Work required -
Convert the lines of the material below into a JSON list of strings, one string per line and no blank lines. Include only the lines starting at the one containing "Provide the outline of every instance of the apartment" and ending at the one containing "296 272 L 320", with both of those lines included.

Input -
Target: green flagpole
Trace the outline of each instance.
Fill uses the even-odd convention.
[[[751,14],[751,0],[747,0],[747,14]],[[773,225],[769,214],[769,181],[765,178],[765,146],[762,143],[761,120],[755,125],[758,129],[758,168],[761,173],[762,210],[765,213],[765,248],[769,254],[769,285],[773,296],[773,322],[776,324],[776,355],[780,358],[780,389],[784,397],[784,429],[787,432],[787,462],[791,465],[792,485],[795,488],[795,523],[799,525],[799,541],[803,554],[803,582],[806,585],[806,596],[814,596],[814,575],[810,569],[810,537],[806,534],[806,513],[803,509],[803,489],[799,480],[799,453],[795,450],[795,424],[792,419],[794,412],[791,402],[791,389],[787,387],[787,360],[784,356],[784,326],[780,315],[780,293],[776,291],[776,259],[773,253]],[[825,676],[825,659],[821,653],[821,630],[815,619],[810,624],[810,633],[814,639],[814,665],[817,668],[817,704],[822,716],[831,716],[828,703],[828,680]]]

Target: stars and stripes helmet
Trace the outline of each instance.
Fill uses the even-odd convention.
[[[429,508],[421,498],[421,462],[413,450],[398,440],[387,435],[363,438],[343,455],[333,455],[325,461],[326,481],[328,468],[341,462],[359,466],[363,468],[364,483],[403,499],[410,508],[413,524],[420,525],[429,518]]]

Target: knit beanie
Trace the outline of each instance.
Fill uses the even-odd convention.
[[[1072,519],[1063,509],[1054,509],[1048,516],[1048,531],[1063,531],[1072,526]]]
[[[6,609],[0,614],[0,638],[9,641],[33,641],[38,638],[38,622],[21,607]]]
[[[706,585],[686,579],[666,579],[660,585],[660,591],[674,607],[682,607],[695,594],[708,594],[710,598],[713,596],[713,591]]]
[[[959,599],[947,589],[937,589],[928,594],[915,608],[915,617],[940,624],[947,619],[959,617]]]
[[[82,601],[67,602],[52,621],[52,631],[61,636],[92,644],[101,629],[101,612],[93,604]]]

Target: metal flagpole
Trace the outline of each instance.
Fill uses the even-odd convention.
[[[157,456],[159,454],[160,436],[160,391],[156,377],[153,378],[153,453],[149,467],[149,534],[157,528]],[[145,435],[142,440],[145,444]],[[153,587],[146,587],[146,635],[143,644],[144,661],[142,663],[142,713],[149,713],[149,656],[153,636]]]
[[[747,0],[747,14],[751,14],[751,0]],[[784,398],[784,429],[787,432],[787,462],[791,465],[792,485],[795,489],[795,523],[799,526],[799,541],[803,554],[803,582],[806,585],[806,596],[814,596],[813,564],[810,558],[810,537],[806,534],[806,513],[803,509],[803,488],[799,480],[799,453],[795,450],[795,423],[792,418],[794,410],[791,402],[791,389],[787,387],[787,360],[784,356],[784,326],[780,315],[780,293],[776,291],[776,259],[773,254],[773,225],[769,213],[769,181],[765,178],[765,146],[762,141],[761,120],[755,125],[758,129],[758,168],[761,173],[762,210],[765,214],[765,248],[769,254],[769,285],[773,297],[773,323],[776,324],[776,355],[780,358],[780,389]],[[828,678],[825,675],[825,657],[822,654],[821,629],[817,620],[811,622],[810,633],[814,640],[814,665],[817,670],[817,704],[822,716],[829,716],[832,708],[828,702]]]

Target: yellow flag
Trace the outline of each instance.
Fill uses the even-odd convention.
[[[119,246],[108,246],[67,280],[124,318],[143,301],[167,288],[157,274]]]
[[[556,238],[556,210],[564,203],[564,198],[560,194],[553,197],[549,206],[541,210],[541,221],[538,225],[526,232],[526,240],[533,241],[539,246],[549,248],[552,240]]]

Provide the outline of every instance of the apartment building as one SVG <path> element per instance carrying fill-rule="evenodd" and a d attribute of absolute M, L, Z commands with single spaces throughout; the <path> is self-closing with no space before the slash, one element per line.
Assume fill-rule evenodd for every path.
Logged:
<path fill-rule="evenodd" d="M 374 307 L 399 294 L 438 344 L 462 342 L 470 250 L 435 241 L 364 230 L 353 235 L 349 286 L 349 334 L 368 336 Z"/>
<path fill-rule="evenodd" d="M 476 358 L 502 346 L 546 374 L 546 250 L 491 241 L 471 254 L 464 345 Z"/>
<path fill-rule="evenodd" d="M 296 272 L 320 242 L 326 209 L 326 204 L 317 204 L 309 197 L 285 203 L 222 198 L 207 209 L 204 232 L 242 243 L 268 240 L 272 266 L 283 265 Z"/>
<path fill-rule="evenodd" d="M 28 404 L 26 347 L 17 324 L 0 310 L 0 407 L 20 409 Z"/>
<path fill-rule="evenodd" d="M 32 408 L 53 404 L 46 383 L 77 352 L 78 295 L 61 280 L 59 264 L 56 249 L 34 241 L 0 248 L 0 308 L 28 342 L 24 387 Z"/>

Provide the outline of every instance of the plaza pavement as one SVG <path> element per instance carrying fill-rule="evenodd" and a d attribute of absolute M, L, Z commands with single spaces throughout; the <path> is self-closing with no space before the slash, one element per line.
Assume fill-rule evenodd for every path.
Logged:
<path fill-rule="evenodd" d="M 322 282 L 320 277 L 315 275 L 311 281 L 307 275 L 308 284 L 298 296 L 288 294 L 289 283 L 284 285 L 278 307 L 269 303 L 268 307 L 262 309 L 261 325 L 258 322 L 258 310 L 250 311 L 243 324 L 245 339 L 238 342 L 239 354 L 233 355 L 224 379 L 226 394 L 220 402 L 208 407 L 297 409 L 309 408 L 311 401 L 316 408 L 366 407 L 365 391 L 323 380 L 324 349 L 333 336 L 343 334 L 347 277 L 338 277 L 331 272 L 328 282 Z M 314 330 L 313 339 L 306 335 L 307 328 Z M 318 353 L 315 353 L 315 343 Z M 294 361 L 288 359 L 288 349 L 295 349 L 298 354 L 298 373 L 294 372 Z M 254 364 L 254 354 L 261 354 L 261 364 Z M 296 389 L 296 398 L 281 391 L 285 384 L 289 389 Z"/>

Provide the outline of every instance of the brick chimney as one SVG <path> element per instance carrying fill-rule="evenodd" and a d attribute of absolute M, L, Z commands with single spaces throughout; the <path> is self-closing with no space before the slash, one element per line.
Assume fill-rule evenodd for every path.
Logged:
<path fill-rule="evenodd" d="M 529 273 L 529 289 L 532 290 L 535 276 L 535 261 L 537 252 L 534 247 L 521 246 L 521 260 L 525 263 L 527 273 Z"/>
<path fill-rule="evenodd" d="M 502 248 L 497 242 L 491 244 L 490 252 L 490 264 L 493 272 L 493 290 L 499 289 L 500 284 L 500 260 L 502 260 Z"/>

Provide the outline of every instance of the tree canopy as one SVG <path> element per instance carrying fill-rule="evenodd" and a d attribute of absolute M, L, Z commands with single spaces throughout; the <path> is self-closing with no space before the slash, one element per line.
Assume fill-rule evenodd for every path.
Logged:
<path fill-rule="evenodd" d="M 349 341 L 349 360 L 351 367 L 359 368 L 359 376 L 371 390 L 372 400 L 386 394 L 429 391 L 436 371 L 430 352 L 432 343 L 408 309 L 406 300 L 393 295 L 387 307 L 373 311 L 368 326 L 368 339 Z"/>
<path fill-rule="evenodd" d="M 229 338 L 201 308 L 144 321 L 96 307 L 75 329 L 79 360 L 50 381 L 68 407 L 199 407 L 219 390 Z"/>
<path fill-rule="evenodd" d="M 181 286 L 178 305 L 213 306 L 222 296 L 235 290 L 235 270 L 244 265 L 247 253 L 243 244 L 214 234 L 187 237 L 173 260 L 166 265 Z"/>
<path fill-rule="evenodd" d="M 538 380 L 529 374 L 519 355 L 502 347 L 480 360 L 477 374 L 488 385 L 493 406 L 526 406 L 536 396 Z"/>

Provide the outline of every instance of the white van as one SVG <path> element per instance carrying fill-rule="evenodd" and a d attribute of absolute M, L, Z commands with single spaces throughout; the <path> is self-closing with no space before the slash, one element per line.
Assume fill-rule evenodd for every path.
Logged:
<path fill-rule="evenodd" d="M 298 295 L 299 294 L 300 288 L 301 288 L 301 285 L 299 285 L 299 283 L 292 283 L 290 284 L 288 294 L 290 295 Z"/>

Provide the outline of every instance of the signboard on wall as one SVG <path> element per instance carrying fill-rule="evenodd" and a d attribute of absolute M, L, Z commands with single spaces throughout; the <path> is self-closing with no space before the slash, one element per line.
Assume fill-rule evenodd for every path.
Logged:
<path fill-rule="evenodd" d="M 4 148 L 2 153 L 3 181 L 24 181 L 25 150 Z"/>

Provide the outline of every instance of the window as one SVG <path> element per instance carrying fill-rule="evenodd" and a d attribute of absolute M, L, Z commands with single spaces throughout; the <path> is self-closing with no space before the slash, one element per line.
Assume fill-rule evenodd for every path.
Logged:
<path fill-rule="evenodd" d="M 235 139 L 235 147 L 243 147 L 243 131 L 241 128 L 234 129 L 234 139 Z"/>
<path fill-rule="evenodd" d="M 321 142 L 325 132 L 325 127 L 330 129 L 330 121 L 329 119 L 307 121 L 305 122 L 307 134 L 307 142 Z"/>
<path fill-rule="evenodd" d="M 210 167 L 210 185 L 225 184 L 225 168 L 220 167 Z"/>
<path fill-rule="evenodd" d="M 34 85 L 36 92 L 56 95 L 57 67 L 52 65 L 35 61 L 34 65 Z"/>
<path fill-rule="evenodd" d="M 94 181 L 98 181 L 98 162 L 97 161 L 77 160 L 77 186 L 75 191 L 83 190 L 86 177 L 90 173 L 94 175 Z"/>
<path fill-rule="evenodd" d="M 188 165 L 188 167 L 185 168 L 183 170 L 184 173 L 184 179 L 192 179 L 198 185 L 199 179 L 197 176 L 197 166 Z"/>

Exercise output -
[
  "Provide the outline of every instance of the apartment building as one SVG <path> element per instance carrying fill-rule=\"evenodd\" and a d attribute of absolute M, L, Z commands with single spaces throughout; the <path> is self-closing with no space before the slash, one element per line.",
  "Assume fill-rule evenodd for every path.",
  "Logged:",
  "<path fill-rule=\"evenodd\" d=\"M 374 307 L 399 294 L 438 344 L 462 342 L 470 250 L 435 241 L 364 230 L 353 235 L 349 286 L 349 334 L 368 336 Z\"/>",
  "<path fill-rule=\"evenodd\" d=\"M 476 358 L 502 346 L 546 374 L 546 250 L 491 241 L 471 254 L 464 345 Z\"/>",
  "<path fill-rule=\"evenodd\" d=\"M 296 272 L 320 242 L 326 209 L 326 204 L 317 204 L 309 197 L 285 203 L 222 198 L 207 209 L 204 232 L 242 243 L 268 240 L 272 266 L 283 265 Z\"/>"
]